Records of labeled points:
%%

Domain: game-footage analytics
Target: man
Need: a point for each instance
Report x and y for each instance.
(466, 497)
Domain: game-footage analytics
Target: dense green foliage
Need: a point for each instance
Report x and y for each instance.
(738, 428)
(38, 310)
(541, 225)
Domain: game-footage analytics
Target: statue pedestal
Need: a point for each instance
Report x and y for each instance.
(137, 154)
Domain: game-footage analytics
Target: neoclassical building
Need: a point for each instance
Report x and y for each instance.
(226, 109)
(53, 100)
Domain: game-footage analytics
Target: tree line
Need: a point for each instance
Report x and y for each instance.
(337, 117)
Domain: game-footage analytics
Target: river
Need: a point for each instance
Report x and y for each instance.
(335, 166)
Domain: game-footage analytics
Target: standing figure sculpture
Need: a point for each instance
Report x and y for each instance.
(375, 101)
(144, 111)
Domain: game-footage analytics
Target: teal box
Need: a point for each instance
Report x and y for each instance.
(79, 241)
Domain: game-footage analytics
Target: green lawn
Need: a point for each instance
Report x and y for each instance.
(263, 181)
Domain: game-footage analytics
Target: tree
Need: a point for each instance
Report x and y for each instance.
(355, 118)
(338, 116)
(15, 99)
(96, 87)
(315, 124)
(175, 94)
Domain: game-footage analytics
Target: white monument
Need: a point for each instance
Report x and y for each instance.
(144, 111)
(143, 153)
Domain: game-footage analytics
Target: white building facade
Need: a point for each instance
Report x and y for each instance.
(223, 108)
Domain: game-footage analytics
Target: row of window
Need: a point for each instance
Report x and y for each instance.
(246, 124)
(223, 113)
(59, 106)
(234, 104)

%%

_Given instruction_
Please identify each line above that contains the word "green" and copy those lines out.

_Finished exercise_
Target: dense green foliage
Target: green lawn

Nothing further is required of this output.